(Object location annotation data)
=======

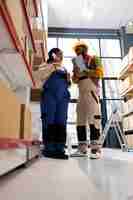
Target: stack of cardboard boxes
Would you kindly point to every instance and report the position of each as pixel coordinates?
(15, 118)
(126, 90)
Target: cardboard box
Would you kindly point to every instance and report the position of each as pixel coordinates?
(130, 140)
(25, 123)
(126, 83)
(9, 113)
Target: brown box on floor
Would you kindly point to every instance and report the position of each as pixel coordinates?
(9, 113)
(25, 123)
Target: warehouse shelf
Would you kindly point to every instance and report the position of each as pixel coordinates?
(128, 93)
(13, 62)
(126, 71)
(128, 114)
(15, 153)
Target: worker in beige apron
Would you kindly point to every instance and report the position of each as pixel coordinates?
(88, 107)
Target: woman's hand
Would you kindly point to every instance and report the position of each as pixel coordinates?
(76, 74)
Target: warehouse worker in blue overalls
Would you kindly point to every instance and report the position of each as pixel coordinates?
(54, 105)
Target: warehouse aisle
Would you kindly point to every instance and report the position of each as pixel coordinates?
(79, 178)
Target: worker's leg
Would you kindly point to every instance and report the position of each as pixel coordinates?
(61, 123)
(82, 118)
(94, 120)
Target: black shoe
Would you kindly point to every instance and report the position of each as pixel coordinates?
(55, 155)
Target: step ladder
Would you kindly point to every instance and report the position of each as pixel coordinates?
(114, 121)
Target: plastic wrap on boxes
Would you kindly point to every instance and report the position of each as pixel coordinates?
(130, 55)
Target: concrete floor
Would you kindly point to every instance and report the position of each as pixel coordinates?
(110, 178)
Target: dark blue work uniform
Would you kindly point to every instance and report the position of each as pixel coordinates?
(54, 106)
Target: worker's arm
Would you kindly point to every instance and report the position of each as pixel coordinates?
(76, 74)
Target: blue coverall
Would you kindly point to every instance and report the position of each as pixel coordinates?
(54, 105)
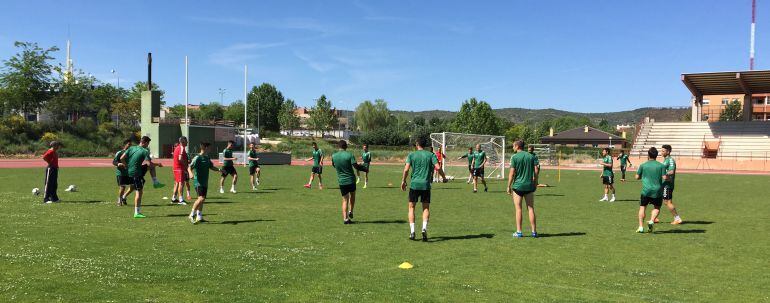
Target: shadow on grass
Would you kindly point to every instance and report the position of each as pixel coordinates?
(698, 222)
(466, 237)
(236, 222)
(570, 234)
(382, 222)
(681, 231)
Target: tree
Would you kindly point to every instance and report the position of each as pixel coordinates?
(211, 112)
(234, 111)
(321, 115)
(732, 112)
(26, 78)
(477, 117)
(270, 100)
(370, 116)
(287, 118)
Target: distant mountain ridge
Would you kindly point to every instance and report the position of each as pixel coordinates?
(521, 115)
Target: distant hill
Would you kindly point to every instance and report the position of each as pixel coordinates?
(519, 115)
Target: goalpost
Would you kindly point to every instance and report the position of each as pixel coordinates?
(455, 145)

=======

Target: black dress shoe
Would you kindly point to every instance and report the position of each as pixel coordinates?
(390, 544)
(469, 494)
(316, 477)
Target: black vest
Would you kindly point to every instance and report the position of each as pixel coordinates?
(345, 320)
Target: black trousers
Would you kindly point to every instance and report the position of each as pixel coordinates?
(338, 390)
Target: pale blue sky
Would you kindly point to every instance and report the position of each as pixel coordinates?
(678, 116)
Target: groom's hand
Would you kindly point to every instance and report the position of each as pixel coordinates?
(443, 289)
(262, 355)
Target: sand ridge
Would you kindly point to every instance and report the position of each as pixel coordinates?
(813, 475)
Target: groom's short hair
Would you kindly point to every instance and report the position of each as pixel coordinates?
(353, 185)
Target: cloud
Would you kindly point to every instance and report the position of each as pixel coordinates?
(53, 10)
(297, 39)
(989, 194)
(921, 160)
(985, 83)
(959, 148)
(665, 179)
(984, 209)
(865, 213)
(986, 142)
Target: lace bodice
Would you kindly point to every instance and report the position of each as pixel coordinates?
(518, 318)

=======

(Your goal) Count the lines of the rows above that contain the string "ridge", treating uppercase and lowercase as different, and give only that number.

(Written solution) 2